*** Given text ***

The Government must bring in ease of living with safety and hygiene practices post May 17
Ok, the clapping, torch lights, lamps and petal showers have all been done. Now we need to get back to the slow, frustrating task of getting back to our livelihoods, amid an almost Schrodinger equation- equivalent of a virus wreaking havoc and creating a “panic-demic.” This is my fourth “at home” column on the issue of what does it take to get back to ‘Make in India’ and live the rest of 2020.
Let me draw attention to some real life experiences in the last two months and then I shall derive some inferences. My friend is a neighborhood doctor, kind and tax-paying with a worldview. He has a family of four, including an 80-plus mother, a teenage daughter and a doctor wife. His clinic, which employs three persons, has been shut for two months now. He has a salary, taxes and many such recurring incidentals, to pay every month. As per Government orders, opening up a healthcare standalone unit is/was always allowed but he didn’t have access to Personal Protective Equipment (PPE) initially. Now he has procured some, but the cost of each suit which has to be disposed after single use is `2,000, which is a recurring capital expenditure he has to bear daily. The question is, can a private healthcare personnel incur this expense every day?
The second instance is from a food distribution initiative organised by the Delhi Government. During the first phase of the lockdown and its concurrent State responses, people queued for food twice daily, but soon they started losing patience. At one instance I was mobbed by a group, who with folded hands, requested me to get them a pass back to their homes in distant villages.

*** End of Given text ***
*** Data records ***

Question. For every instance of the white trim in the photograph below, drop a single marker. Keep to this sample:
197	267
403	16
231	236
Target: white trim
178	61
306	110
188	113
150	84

*** End of Data records ***
*** Data records ***

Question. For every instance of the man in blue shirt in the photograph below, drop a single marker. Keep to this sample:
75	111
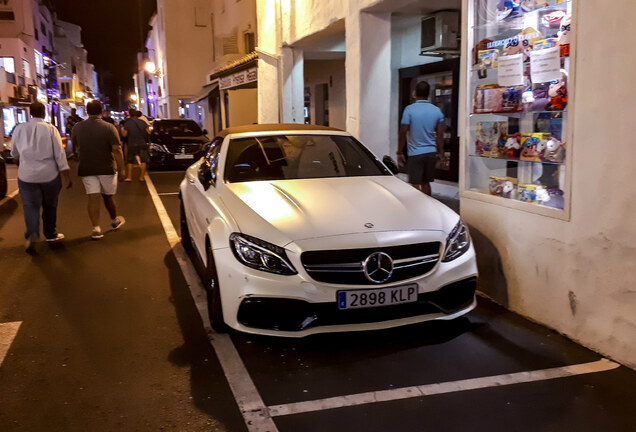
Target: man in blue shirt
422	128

*** End of Data records ***

**Exercise brief:**
Answer these from the column on getting back to livelihoods:
(a) Which of the writer's "at home" columns on this issue is this one?
(b) How many persons does the doctor friend's clinic employ?
(c) How often did people queue for food during the first phase of the lockdown?

**Answer box:**
(a) The fourth.
(b) Three.
(c) Twice daily.